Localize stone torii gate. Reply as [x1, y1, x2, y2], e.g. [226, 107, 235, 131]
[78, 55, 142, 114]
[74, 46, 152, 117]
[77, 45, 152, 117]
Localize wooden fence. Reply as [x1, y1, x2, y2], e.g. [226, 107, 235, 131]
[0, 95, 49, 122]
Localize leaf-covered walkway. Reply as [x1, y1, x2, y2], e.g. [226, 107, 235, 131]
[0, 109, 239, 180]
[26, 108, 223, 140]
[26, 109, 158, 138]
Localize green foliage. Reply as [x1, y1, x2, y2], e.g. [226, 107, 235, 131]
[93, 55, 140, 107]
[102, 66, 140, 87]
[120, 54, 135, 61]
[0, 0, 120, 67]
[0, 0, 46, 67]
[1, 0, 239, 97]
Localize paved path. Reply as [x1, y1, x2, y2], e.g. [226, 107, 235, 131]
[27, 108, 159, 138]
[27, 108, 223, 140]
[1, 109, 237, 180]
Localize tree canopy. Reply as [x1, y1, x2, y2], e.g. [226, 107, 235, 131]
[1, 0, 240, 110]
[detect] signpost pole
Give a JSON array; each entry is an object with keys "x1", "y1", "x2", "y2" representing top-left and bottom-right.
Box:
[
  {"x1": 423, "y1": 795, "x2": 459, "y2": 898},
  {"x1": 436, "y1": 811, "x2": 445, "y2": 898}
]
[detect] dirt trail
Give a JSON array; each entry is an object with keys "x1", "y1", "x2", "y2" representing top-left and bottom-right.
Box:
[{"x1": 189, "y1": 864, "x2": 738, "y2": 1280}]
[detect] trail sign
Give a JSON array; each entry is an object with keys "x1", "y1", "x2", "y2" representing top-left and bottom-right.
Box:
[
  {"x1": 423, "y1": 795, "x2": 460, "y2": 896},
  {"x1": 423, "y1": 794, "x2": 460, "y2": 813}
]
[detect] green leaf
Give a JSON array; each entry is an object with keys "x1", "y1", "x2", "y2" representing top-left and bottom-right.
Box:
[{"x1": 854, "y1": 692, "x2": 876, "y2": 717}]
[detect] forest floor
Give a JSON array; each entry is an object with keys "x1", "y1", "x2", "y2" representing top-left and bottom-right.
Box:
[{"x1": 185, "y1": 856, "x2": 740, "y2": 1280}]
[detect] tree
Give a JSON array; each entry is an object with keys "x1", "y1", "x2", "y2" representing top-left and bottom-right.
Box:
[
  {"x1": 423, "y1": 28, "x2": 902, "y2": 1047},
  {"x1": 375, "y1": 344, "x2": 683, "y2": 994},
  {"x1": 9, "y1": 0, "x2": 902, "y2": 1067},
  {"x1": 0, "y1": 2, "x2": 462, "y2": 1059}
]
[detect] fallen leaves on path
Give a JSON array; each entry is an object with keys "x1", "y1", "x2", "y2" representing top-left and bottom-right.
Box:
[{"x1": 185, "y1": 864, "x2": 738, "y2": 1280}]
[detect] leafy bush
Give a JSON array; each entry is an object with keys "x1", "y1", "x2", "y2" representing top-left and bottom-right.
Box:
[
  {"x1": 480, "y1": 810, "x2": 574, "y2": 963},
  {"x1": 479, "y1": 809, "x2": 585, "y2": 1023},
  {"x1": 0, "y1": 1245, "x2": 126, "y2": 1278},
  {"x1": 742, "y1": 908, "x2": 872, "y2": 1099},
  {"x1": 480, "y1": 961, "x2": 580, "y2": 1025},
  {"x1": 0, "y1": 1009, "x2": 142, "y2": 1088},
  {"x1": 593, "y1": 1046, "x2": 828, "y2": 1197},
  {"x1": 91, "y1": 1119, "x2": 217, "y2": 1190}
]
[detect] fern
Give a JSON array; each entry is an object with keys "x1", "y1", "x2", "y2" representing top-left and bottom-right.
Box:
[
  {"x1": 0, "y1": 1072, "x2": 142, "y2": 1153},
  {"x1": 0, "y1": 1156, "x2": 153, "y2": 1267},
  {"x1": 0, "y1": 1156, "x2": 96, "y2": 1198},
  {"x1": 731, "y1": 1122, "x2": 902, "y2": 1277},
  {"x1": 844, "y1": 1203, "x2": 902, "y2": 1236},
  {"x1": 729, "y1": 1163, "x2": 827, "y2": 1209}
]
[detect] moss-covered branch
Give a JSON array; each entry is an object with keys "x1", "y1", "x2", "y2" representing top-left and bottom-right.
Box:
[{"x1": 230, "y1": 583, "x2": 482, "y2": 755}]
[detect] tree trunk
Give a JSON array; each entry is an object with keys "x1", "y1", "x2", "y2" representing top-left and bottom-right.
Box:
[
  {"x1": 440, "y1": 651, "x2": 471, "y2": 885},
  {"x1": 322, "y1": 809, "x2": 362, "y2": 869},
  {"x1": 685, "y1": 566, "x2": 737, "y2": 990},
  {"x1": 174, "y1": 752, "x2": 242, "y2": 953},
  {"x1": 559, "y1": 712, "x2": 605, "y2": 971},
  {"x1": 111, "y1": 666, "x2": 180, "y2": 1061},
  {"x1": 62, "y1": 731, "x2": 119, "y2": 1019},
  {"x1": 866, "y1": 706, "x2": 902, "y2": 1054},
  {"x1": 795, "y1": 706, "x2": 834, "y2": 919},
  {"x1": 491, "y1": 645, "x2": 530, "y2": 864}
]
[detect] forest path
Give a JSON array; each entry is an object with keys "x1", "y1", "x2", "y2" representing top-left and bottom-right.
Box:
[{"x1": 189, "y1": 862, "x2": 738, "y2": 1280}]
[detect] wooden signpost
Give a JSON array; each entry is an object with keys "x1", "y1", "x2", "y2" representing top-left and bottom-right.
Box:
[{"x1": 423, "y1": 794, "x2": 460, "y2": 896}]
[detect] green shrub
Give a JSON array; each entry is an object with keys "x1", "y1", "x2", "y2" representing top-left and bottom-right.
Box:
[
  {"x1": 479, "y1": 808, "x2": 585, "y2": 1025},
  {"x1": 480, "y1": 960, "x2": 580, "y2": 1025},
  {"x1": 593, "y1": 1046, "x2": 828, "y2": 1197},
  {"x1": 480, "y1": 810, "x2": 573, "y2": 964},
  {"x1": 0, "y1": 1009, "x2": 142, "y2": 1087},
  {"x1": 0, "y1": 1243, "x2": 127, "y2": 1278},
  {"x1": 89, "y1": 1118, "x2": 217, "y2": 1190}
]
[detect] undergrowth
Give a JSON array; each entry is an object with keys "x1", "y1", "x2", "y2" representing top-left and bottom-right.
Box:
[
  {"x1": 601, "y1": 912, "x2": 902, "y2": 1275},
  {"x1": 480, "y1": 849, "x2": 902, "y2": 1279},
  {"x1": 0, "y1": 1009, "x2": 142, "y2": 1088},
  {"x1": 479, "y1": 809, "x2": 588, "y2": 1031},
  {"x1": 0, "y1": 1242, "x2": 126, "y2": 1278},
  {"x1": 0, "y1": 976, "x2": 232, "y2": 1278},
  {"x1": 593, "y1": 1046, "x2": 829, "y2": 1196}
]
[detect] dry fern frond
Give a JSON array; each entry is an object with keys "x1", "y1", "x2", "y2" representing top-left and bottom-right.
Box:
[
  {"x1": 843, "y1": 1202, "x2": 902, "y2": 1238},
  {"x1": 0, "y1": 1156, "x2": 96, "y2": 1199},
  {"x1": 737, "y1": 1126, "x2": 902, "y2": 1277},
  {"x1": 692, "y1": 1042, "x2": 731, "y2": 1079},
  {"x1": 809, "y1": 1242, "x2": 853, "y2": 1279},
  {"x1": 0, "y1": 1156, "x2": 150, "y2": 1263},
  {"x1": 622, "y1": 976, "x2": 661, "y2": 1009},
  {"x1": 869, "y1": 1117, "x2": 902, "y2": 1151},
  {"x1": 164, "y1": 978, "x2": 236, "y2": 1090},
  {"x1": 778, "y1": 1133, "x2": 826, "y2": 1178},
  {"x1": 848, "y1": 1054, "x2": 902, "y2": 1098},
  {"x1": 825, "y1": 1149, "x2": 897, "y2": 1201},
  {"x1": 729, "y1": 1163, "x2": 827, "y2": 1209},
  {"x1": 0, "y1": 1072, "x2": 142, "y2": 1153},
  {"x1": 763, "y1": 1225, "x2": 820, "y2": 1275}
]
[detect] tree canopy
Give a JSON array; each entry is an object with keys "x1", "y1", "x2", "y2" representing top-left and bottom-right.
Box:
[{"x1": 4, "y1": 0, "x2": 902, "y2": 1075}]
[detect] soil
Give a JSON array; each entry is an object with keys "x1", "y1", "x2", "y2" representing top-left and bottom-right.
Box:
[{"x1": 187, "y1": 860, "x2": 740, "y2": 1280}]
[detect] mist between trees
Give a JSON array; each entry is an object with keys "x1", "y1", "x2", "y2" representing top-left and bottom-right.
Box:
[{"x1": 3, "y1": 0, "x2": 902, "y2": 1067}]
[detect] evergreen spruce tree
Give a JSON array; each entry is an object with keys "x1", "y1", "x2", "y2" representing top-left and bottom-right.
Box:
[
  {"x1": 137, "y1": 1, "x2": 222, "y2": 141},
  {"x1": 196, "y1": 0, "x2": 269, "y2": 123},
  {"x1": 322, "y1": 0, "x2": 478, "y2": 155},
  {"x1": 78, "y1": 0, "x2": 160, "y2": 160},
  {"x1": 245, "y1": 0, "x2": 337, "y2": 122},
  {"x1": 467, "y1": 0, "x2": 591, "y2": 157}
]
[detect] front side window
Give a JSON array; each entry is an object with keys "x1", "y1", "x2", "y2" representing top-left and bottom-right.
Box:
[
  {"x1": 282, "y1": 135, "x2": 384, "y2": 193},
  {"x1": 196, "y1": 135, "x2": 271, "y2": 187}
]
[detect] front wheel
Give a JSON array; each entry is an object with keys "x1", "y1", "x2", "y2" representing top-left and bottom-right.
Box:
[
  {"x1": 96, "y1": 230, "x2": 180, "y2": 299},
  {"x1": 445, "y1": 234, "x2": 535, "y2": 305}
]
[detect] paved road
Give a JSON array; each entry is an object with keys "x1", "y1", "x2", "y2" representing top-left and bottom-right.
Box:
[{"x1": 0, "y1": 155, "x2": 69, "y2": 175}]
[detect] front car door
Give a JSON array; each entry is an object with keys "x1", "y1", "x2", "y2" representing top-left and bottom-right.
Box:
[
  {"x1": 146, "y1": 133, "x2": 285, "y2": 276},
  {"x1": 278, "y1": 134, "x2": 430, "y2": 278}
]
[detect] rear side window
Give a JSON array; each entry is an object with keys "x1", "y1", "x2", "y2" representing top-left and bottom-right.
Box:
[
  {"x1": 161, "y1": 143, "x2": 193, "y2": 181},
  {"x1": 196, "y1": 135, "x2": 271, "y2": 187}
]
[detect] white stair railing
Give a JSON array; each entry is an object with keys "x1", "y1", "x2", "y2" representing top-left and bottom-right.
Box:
++++++++++
### Work request
Show me every line in the data above that includes "window".

### Output
[detect] front side window
[detect] rear side window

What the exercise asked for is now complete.